TASK LIST>
[a] Rewrite the part of the nostalgia text starting at "During war time" and ending at "from loved ones.", substituting "sleeplessness" for "insomnia".
[b] According to the nostalgia text, how many Union soldiers died from nostalgia during the American Civil War?
──────── SOURCE TEXT ────────
During war time nostalgia was considered a serious, sometimes fatal, medical condition that included symptoms like anxiety, insomnia, and heart palpitations, and was often treated by returning the soldier home.
While today nostalgia is seen as a benign longing for the past, in the 17th to 19th centuries, it was viewed as a mental illness, particularly among soldiers, and was a precursor to later understandings of conditions like PTSD.
The longing for home and the past served as a psychological coping mechanism for soldiers facing trauma and separation from loved ones.
Historical Understanding and Treatment
- A Deadly “Disease”: Originally, nostalgia was described as a physical or mental ailment, with severe cases leading to death. During the American Civil War, over 70 Union soldiers died from nostalgia, and thousands more were diagnosed with the condition.
- Symptoms: Soldiers experiencing nostalgia would exhibit symptoms such as anxiety, loss of sleep, loss of appetite, and heart palpitations.
- Treatment: The most effective remedy for nostalgia was to send the soldier home, as the condition was believed to be caused by an obsession with home and the longing for the past.
──────── DATASET ENTRIES ────────
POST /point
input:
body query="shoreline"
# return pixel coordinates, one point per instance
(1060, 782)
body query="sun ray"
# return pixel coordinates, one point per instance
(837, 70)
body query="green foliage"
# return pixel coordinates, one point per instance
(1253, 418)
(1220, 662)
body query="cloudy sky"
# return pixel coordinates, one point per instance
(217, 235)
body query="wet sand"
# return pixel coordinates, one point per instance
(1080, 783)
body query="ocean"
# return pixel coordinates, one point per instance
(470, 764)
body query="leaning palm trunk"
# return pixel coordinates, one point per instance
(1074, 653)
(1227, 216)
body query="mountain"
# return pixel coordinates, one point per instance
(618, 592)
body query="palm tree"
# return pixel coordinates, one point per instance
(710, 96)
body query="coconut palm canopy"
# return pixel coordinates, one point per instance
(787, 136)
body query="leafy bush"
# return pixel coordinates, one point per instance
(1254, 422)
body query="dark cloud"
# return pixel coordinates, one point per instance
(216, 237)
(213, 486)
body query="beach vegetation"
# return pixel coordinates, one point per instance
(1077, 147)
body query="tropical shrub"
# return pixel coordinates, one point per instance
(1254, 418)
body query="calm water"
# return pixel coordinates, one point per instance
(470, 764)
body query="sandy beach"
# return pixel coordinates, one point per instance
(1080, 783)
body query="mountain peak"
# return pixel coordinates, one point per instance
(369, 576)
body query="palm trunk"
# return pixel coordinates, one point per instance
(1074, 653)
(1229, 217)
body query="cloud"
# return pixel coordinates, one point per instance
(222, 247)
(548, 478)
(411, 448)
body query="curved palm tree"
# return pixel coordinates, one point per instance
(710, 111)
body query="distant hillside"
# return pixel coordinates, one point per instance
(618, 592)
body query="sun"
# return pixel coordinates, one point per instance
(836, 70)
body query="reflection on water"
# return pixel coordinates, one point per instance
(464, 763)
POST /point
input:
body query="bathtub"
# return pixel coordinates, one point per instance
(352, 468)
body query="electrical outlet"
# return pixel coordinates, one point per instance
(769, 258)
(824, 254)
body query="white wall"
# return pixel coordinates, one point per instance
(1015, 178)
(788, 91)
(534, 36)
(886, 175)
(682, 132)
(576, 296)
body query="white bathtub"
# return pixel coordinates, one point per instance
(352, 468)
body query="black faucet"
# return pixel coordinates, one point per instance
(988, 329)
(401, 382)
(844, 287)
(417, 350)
────────
EXPECTED OUTPUTS>
[a]
During war time nostalgia was considered a serious, sometimes fatal, medical condition that included symptoms like anxiety, sleeplessness, and heart palpitations, and was often treated by returning the soldier home.
While today nostalgia is seen as a benign longing for the past, in the 17th to 19th centuries, it was viewed as a mental illness, particularly among soldiers, and was a precursor to later understandings of conditions like PTSD.
The longing for home and the past served as a psychological coping mechanism for soldiers facing trauma and separation from loved ones.

[b] Over 70 Union soldiers died from it.